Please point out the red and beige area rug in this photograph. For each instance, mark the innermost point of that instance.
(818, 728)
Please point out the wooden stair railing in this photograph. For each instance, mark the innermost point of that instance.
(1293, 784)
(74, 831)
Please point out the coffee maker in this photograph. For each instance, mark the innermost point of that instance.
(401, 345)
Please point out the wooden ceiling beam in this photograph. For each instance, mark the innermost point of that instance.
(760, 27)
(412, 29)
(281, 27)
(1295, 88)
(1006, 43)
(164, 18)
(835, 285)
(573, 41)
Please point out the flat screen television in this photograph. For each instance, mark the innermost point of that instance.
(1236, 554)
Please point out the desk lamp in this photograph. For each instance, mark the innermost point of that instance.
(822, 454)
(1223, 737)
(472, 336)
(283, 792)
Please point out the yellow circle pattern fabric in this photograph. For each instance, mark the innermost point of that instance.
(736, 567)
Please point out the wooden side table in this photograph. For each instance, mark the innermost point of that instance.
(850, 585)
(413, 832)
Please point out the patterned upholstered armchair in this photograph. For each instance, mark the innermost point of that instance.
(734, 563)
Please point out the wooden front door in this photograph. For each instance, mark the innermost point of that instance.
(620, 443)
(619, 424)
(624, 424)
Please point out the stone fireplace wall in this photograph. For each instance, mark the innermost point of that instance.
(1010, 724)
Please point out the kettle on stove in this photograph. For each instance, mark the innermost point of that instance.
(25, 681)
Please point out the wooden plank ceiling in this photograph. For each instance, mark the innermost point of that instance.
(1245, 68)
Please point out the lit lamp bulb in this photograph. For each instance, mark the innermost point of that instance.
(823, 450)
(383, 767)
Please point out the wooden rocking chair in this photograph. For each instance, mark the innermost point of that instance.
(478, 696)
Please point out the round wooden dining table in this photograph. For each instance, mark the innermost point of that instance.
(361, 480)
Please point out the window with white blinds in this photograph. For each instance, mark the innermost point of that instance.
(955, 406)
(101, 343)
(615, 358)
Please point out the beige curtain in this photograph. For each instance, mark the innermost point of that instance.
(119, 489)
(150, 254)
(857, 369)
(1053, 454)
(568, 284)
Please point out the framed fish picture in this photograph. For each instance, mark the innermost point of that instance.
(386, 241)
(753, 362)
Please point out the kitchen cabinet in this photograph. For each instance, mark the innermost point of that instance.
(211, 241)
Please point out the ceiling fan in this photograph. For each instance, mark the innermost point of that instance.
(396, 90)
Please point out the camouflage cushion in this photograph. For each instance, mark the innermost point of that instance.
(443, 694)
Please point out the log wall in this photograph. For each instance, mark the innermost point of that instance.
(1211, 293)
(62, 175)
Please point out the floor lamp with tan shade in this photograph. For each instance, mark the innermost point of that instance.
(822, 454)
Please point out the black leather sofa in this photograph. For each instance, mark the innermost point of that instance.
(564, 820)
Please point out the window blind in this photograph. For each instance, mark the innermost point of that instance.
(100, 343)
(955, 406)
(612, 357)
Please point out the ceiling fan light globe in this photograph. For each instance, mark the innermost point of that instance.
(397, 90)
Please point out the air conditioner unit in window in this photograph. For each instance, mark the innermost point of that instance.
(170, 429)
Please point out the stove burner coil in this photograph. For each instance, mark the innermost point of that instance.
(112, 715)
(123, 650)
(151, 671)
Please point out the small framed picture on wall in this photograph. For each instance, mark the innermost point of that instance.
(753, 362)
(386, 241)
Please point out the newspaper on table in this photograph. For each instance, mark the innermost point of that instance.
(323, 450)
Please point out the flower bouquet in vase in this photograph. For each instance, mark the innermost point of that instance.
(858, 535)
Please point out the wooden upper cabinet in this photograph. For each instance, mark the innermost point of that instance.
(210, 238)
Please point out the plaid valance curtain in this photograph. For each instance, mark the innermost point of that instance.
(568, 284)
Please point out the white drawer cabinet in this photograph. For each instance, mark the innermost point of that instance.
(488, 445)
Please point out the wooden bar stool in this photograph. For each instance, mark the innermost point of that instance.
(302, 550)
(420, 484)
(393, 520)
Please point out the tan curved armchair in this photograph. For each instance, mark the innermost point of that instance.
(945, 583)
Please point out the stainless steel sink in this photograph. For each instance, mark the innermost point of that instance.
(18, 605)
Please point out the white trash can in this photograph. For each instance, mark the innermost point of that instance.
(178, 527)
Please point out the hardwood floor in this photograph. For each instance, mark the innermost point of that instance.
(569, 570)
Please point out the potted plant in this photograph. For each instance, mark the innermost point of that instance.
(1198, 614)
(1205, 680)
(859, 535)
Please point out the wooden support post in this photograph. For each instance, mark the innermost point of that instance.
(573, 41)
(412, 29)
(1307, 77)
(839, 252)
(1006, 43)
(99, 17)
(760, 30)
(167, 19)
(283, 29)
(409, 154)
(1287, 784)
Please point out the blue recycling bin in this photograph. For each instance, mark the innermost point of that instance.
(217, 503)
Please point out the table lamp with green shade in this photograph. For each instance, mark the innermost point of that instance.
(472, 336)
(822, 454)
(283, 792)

==============================

Task instructions —
Rewrite as a numbered list the lines starting at the one containing "Please point out the potted" and ending at the last line of the rows above, leaving out any blank lines.

Written answer —
1. Please point out the potted plant in this photograph. For each instance, mark the innermost point of that instance.
2. (1198, 614)
3. (1205, 680)
4. (859, 535)
5. Please point out the wooden support post in this photograph. For each instance, mark the innermost point of that instance.
6. (573, 41)
7. (412, 29)
8. (1307, 77)
9. (839, 252)
10. (1006, 43)
11. (99, 17)
12. (760, 30)
13. (167, 19)
14. (283, 29)
15. (409, 154)
16. (1287, 784)
17. Please point out the blue recycling bin in this photograph. For each instance, mark the innermost point of that instance.
18. (217, 503)
19. Please point out the table lamp with green shade in this photograph. For each instance, mark the innermost point of that instance.
20. (472, 336)
21. (822, 454)
22. (283, 792)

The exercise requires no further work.